■ **Required tasks**
1 > In the excerpt on Drosophila male aggression, which vertebrate neurotransmitter is octopamine said to resemble structurally?
2 > Extend the excerpt on the octopamine receptor OAβ1R in Drosophila male aggression, picking up after its final sentence.

■ **Excerpt provided**
○ ○ ○ ○

Deciphering the role of the octopamine receptor OAβ1R in Drosophila male aggression

Nearly every species utilizes aggression to secure resources or gain access to mates; however, the pathways directing aggressive behavior are not well understood. Previous work in the Certel Lab has identified genes and sets of neurons important in Drosophila male aggression. Of particular interest are a group of ~100 neurons that express the neurotransmitter octopamine, which is structurally related to norepinephrine in vertebrates. Males without octopamine take longer to fight and exhibit a reduced number of lunges (a key aggressive behavioral pattern). Octopamine exerts its effects by binding to specific G-protein-coupled-receptors. Four octopamine receptors are present in Drosophila including OAMB, OAβ1R, OAβ2R, and OAβ3R.

○ ○ ○ ○

■ **Supplied information**
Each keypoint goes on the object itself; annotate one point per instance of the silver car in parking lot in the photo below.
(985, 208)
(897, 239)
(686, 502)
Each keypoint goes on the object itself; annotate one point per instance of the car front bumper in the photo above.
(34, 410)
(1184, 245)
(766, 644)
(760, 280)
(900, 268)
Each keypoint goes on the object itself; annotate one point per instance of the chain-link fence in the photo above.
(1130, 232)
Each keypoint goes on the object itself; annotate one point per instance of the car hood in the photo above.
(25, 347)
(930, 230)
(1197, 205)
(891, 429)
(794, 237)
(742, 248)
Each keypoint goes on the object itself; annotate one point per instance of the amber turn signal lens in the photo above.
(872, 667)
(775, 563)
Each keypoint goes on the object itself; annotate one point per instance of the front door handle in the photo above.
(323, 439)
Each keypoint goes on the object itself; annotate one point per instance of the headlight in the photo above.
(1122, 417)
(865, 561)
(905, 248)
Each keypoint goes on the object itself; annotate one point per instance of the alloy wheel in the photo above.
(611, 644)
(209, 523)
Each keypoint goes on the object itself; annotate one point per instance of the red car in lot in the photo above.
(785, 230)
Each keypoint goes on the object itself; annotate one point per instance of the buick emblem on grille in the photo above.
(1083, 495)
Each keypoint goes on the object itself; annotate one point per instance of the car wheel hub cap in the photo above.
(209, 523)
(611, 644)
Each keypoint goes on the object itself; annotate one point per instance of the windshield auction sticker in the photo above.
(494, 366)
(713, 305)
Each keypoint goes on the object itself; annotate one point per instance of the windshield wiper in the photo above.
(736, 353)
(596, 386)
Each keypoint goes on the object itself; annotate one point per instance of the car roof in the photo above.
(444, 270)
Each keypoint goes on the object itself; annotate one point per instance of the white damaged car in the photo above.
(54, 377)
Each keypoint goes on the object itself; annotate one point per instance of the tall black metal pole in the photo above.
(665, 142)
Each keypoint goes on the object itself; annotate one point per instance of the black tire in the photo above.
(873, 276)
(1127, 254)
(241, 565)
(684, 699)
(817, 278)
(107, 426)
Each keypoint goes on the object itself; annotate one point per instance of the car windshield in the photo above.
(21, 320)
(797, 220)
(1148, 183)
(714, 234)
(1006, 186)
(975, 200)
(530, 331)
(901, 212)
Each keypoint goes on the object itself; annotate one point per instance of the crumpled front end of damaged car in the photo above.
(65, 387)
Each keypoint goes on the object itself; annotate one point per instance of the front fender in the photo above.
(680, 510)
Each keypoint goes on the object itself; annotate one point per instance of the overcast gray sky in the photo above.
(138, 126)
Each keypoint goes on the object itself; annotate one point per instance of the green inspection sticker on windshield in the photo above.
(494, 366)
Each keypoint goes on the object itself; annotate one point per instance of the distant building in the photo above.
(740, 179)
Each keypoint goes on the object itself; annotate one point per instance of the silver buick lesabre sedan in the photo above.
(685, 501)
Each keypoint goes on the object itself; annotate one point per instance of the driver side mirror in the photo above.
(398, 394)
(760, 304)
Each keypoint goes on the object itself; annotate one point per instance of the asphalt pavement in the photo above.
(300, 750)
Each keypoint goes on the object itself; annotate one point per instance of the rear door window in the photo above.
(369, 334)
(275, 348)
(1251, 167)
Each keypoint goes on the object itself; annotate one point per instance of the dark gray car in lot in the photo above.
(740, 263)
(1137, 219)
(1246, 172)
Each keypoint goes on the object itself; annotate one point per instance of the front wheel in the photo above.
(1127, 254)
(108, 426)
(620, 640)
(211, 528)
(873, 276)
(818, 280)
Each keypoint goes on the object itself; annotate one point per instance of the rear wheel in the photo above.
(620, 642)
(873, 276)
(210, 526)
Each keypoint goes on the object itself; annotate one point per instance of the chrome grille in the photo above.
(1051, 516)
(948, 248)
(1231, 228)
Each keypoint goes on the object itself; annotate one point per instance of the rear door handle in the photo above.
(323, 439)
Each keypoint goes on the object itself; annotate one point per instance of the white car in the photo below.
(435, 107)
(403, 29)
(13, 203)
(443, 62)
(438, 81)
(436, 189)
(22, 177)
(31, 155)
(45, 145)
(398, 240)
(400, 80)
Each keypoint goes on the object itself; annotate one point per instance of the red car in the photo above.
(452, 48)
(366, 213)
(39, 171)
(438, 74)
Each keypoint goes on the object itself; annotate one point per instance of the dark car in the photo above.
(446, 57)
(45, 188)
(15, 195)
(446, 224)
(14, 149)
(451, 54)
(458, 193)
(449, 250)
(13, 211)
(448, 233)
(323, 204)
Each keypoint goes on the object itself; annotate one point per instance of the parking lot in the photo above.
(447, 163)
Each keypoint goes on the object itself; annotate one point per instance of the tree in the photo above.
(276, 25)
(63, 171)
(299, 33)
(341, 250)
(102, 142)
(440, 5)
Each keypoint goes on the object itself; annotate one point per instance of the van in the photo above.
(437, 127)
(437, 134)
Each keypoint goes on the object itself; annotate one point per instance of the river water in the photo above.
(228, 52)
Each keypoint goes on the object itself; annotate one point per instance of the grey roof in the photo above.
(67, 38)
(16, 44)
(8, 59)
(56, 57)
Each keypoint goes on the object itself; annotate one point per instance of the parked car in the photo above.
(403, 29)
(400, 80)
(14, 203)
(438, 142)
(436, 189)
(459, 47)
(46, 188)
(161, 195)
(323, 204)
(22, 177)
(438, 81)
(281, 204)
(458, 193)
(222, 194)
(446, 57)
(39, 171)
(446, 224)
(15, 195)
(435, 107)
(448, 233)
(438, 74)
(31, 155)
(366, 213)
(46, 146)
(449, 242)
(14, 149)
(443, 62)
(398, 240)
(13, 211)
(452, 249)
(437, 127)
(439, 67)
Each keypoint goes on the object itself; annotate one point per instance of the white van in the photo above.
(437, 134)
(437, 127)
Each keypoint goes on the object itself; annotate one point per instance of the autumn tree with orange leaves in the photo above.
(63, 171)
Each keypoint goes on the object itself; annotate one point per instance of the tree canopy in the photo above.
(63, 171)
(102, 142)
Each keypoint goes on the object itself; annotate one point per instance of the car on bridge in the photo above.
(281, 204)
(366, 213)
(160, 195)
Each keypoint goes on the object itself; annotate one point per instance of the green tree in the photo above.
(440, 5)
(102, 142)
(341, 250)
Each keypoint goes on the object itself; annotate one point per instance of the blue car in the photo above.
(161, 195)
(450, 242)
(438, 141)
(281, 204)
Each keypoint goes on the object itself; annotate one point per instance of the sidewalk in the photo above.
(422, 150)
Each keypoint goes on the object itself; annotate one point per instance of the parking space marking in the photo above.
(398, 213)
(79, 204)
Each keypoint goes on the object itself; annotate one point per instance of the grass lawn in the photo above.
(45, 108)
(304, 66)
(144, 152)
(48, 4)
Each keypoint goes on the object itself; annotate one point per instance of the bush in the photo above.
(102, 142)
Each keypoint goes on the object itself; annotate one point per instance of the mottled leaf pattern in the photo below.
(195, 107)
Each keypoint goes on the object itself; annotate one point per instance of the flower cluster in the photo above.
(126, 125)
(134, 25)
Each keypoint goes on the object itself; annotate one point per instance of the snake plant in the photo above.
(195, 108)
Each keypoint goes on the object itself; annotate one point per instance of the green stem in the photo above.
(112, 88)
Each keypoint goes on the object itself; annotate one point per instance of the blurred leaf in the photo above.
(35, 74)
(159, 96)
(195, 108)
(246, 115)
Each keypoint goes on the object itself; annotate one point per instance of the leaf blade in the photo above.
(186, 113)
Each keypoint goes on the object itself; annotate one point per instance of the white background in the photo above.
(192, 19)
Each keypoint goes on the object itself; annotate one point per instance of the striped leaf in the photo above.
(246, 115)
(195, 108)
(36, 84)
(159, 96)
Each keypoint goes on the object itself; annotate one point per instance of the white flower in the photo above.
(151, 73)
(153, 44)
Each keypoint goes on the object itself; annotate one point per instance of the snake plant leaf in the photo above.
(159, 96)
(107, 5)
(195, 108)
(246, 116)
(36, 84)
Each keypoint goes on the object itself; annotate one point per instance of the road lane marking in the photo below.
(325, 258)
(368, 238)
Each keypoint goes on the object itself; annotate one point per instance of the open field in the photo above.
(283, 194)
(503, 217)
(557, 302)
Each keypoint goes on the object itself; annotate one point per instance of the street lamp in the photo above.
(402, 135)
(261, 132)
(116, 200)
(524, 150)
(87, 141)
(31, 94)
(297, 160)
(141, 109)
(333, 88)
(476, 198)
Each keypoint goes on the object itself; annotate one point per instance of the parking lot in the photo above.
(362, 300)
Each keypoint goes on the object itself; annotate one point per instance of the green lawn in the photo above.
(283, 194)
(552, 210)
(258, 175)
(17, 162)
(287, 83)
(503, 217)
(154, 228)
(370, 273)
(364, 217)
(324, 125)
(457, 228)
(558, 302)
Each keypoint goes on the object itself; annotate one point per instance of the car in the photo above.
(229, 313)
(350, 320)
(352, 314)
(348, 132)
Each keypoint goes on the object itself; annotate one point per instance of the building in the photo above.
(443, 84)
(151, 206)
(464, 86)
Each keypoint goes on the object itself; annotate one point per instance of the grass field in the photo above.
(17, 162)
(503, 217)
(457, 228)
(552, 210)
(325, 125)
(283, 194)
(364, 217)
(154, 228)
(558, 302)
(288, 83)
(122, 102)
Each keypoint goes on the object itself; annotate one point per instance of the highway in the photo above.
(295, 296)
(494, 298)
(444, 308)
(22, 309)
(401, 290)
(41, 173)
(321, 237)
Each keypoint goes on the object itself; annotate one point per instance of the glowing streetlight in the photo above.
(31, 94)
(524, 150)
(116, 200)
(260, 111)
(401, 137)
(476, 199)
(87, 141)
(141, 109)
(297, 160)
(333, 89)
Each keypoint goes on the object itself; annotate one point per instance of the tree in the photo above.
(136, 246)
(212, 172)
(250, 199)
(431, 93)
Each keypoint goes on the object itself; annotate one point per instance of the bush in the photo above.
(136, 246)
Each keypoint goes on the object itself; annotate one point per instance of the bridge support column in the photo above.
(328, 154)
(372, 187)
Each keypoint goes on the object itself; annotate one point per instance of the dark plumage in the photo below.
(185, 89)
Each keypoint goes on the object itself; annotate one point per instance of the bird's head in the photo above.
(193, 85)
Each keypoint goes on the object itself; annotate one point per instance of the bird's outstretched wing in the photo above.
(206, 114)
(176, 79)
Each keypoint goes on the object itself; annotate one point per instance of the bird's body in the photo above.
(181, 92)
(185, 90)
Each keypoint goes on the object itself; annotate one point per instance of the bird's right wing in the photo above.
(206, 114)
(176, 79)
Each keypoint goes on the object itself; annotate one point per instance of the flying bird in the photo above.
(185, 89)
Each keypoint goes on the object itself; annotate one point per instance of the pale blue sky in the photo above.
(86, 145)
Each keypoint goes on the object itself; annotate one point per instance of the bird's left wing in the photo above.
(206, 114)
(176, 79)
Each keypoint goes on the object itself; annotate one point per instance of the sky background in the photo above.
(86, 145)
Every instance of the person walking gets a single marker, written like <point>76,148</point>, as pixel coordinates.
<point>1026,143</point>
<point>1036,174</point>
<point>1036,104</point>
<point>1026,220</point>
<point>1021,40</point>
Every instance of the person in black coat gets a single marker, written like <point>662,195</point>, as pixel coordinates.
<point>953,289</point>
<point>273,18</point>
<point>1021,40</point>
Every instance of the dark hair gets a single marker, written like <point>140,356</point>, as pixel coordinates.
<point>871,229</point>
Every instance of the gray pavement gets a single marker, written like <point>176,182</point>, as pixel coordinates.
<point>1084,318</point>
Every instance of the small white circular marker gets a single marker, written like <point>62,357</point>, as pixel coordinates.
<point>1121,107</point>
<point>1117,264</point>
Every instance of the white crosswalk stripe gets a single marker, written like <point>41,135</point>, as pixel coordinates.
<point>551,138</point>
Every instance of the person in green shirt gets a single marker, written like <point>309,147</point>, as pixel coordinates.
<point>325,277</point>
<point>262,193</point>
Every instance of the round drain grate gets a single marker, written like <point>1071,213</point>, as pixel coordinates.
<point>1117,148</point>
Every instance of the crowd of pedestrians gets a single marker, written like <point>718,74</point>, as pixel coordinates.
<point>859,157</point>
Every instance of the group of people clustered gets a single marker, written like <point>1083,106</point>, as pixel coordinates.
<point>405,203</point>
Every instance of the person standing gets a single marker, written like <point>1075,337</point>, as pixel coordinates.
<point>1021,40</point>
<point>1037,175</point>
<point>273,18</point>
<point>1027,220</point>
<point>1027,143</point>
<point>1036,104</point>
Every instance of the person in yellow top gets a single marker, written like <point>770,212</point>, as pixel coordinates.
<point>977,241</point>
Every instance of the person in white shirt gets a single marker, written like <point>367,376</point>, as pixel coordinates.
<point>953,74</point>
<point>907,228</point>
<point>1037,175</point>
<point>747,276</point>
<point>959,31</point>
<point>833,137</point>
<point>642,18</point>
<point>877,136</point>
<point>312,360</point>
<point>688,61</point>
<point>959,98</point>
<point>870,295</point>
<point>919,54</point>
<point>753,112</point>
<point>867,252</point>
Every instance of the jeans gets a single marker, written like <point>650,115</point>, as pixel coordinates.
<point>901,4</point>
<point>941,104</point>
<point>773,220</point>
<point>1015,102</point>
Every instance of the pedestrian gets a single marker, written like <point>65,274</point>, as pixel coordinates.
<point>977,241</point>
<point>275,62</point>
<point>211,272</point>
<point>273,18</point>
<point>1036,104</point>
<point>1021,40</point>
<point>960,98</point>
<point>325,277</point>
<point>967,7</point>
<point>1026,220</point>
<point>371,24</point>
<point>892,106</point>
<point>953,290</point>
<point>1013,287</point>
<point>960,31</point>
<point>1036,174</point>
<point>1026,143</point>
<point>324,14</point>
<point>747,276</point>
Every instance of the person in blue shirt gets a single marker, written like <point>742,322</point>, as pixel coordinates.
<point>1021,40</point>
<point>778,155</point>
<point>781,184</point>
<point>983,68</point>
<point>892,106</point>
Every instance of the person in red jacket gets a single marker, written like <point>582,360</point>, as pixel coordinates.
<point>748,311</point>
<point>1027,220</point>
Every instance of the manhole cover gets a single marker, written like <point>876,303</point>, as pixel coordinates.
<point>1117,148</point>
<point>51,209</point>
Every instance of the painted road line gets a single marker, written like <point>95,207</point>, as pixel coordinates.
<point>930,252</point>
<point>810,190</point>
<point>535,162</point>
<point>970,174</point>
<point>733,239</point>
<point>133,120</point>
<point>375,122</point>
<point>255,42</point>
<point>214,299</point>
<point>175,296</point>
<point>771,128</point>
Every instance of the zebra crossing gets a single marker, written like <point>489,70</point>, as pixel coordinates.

○ ○ ○ ○

■ **Task-by-task answers**
1 > Norepinephrine.

2 >
Currently I am examining the role of the OAβ1R receptor in male aggression. To test the role of OAβ1R, I am setting up fights between pairs of males that have the OAβ1R receptor removed via a genetic expression system and pairs of control males. The first step in initiating aggression is gender identification from one male to the other. OAβ1R is of particular interest as it is expressed in sensory neurons in the adult male leg, a key location in sex identification. After watching the recorded fights, I am scoring multiple parameters including how long it takes the males to start fighting, how many lunges, and occurrences of male-male courtship. To this point, I do not observe significant differences in latency to aggression or lunge number between males. However, my results indicate an increase in male-to-male courtship in pairs of experimental males without OAβ1R versus controls. At the completion of my project, I will be able to assign specific contributions of the OAβ1R receptor to the critical behaviors of male aggression and courtship.